## What you will do
Update the records from the line containing "Inspect the UI capture above and highlight the front wheel" through the line containing "[0,236,730,530]", both included, by replacing "chrome trim" with "chrome accent" and leaving everything else as it is. Return only those lines.

---------- Records supplied ----------

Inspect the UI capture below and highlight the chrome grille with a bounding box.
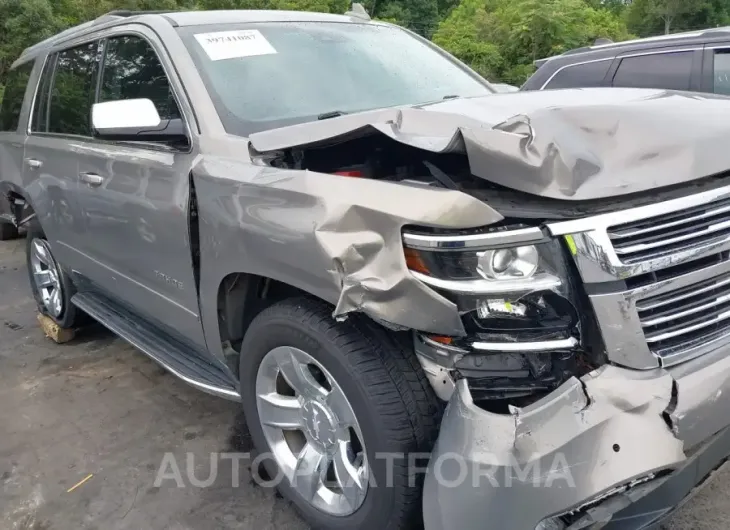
[636,273,730,364]
[608,198,730,264]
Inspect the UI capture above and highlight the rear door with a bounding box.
[77,26,205,348]
[701,42,730,96]
[541,57,614,90]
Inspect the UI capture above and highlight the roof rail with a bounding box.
[97,9,170,20]
[345,2,370,20]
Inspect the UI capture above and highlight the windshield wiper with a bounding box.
[317,110,347,120]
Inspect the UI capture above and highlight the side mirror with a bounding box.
[91,99,187,142]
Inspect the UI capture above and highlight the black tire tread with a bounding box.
[249,297,443,529]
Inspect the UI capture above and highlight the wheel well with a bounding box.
[0,189,35,227]
[218,273,307,375]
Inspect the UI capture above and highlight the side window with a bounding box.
[99,36,180,120]
[545,59,613,89]
[48,42,97,136]
[613,51,692,90]
[712,50,730,96]
[30,55,56,132]
[0,62,33,131]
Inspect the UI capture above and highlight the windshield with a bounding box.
[179,22,492,136]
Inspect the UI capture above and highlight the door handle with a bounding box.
[25,158,43,169]
[79,171,104,188]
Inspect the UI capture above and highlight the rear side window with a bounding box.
[99,36,180,120]
[48,42,97,136]
[613,52,692,90]
[0,62,33,131]
[545,59,613,89]
[30,55,56,132]
[713,52,730,96]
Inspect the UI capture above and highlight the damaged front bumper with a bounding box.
[423,342,730,530]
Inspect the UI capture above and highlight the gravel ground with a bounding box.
[0,240,730,530]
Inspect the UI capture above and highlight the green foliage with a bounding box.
[434,0,629,85]
[626,0,730,37]
[0,0,730,94]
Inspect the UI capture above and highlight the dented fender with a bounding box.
[192,153,502,354]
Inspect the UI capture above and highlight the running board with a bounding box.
[71,293,241,401]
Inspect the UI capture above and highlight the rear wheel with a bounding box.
[26,223,79,328]
[240,298,441,530]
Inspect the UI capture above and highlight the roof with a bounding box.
[165,10,363,26]
[535,26,730,66]
[15,10,366,64]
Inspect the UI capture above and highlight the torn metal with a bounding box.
[250,89,730,201]
[424,342,730,530]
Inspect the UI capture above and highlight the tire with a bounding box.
[240,298,443,530]
[25,221,82,328]
[0,221,18,241]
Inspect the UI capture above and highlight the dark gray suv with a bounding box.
[522,28,730,95]
[5,9,730,530]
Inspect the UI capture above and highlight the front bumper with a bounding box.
[423,342,730,530]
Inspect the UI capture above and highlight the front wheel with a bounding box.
[25,222,80,328]
[240,298,441,530]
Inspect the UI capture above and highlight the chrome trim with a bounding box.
[616,46,704,59]
[636,272,730,311]
[546,186,730,236]
[641,294,730,326]
[71,297,241,401]
[471,337,578,352]
[540,56,616,90]
[609,199,730,240]
[546,180,730,283]
[589,252,730,370]
[418,333,469,354]
[403,227,545,251]
[25,52,48,136]
[645,311,730,344]
[411,271,563,296]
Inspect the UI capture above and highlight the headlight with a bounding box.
[404,228,579,351]
[477,245,540,280]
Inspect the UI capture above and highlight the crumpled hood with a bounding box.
[250,88,730,201]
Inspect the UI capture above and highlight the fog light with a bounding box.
[477,245,539,280]
[477,299,527,318]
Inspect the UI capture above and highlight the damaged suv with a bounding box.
[0,6,730,530]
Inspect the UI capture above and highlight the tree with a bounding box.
[434,0,629,84]
[649,0,703,35]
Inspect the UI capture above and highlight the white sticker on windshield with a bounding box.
[195,29,276,61]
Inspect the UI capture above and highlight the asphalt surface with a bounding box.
[0,236,730,530]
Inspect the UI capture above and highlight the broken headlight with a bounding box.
[404,229,579,342]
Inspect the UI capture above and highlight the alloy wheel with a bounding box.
[30,238,63,318]
[256,346,369,516]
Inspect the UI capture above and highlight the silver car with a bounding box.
[0,10,730,530]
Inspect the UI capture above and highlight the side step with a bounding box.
[71,293,241,401]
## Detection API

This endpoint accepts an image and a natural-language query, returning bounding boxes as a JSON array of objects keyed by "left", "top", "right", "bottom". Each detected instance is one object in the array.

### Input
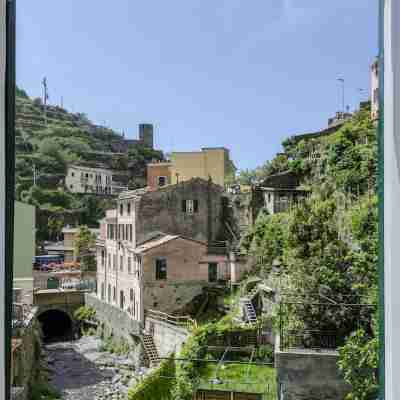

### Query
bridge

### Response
[{"left": 33, "top": 288, "right": 87, "bottom": 340}]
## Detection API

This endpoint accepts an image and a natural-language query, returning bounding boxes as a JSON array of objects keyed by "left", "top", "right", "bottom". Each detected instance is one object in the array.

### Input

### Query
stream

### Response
[{"left": 43, "top": 336, "right": 148, "bottom": 400}]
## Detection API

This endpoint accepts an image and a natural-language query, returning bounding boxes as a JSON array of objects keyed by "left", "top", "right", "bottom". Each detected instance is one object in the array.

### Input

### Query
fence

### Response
[
  {"left": 145, "top": 310, "right": 197, "bottom": 329},
  {"left": 279, "top": 300, "right": 376, "bottom": 351},
  {"left": 12, "top": 303, "right": 32, "bottom": 328}
]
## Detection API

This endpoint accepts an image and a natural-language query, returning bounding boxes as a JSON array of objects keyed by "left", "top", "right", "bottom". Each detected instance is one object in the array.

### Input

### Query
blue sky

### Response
[{"left": 17, "top": 0, "right": 378, "bottom": 168}]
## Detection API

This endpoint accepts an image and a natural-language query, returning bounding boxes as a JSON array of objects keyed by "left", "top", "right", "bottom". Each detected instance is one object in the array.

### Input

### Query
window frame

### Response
[{"left": 154, "top": 257, "right": 168, "bottom": 281}]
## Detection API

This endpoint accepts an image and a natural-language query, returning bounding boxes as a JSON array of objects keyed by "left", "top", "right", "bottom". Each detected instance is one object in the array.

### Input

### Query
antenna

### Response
[
  {"left": 42, "top": 77, "right": 49, "bottom": 126},
  {"left": 337, "top": 78, "right": 344, "bottom": 112}
]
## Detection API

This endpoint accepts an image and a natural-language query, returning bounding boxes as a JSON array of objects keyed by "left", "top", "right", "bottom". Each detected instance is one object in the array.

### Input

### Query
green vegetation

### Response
[
  {"left": 15, "top": 88, "right": 164, "bottom": 242},
  {"left": 74, "top": 306, "right": 96, "bottom": 321},
  {"left": 74, "top": 225, "right": 96, "bottom": 272},
  {"left": 198, "top": 363, "right": 276, "bottom": 400},
  {"left": 242, "top": 108, "right": 378, "bottom": 400},
  {"left": 128, "top": 357, "right": 175, "bottom": 400}
]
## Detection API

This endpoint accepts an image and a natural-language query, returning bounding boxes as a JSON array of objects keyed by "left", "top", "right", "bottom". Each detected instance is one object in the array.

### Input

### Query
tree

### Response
[
  {"left": 47, "top": 216, "right": 64, "bottom": 241},
  {"left": 74, "top": 225, "right": 96, "bottom": 271},
  {"left": 338, "top": 329, "right": 379, "bottom": 400}
]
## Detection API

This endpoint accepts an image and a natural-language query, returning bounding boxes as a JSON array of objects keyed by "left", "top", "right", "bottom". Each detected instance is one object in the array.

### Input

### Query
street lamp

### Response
[{"left": 337, "top": 78, "right": 344, "bottom": 113}]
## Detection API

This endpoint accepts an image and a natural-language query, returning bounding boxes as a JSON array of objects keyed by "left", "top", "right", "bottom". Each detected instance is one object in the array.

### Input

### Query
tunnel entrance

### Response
[{"left": 38, "top": 310, "right": 73, "bottom": 342}]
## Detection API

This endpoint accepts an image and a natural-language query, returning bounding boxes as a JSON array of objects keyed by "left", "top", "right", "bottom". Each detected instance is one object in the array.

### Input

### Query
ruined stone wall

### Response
[
  {"left": 275, "top": 337, "right": 350, "bottom": 400},
  {"left": 146, "top": 317, "right": 189, "bottom": 357},
  {"left": 85, "top": 293, "right": 141, "bottom": 341},
  {"left": 143, "top": 281, "right": 208, "bottom": 314},
  {"left": 135, "top": 179, "right": 223, "bottom": 243}
]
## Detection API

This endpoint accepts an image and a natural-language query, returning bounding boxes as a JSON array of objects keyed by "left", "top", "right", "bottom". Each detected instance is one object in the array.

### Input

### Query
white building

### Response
[{"left": 65, "top": 165, "right": 127, "bottom": 195}]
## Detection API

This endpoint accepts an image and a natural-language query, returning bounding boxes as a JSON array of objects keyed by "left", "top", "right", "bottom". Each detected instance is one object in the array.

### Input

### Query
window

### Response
[
  {"left": 158, "top": 176, "right": 167, "bottom": 187},
  {"left": 156, "top": 258, "right": 167, "bottom": 280},
  {"left": 208, "top": 263, "right": 218, "bottom": 282},
  {"left": 182, "top": 200, "right": 199, "bottom": 214}
]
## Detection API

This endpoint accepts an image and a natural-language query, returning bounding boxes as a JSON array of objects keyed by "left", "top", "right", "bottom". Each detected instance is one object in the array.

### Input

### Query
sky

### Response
[{"left": 17, "top": 0, "right": 378, "bottom": 169}]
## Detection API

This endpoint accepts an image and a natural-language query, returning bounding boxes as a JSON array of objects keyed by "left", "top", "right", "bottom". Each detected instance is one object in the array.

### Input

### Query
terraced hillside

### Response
[{"left": 15, "top": 89, "right": 163, "bottom": 239}]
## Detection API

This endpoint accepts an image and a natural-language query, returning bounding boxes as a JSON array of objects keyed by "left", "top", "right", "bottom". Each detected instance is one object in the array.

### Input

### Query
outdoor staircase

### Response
[
  {"left": 142, "top": 333, "right": 160, "bottom": 367},
  {"left": 243, "top": 298, "right": 257, "bottom": 324}
]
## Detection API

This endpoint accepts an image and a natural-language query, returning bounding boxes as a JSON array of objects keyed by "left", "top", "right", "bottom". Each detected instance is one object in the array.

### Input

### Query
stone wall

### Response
[
  {"left": 146, "top": 317, "right": 189, "bottom": 357},
  {"left": 143, "top": 282, "right": 207, "bottom": 314},
  {"left": 275, "top": 337, "right": 350, "bottom": 400},
  {"left": 85, "top": 293, "right": 141, "bottom": 343},
  {"left": 135, "top": 178, "right": 223, "bottom": 243}
]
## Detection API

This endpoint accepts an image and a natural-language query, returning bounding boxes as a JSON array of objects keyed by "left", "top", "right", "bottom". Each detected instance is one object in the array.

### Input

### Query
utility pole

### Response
[
  {"left": 42, "top": 77, "right": 49, "bottom": 126},
  {"left": 337, "top": 78, "right": 345, "bottom": 114},
  {"left": 33, "top": 163, "right": 37, "bottom": 186}
]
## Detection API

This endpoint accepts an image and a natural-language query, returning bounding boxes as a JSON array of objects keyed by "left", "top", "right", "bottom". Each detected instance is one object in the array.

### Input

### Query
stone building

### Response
[
  {"left": 371, "top": 59, "right": 379, "bottom": 121},
  {"left": 65, "top": 165, "right": 127, "bottom": 195},
  {"left": 111, "top": 124, "right": 154, "bottom": 153},
  {"left": 97, "top": 178, "right": 229, "bottom": 321},
  {"left": 147, "top": 161, "right": 171, "bottom": 189},
  {"left": 258, "top": 171, "right": 309, "bottom": 214},
  {"left": 147, "top": 147, "right": 236, "bottom": 188}
]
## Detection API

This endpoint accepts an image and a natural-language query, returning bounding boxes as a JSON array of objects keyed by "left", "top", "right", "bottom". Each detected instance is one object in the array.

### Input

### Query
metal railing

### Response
[
  {"left": 12, "top": 303, "right": 32, "bottom": 328},
  {"left": 145, "top": 310, "right": 197, "bottom": 329}
]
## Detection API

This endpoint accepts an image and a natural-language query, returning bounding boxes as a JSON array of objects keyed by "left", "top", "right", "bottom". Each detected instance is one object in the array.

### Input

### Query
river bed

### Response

----------

## Task output
Inspect the UI capture above and highlight the front wheel with a bounding box.
[25,222,80,328]
[240,298,441,530]
Inspect the UI capture above and highlight the chrome accent with a bounding box.
[616,46,704,59]
[636,272,730,311]
[546,186,730,236]
[641,294,730,326]
[71,297,241,401]
[471,337,578,352]
[540,56,616,90]
[609,199,730,240]
[546,180,730,283]
[589,252,730,370]
[418,333,469,354]
[403,227,545,251]
[25,52,48,136]
[645,311,730,344]
[411,271,563,296]
Inspect the UI capture above and highlight the headlight with a bounding box.
[404,228,579,351]
[477,245,540,280]
Inspect the UI capture above and highlight the crumpled hood with a bounding box.
[250,88,730,201]
Inspect the UI capture above and highlight the fog light with a bounding box.
[477,245,539,280]
[477,299,527,318]
Inspect the UI capture above and highlight the damaged suv with a bounding box.
[0,6,730,530]
Inspect the UI capture above and highlight the tree with a bounding box.
[434,0,629,84]
[649,0,703,35]
Inspect the UI capture above and highlight the white sticker on windshield with a bounding box.
[195,29,276,61]
Inspect the UI capture above and highlight the asphalt surface with a bounding box.
[0,236,730,530]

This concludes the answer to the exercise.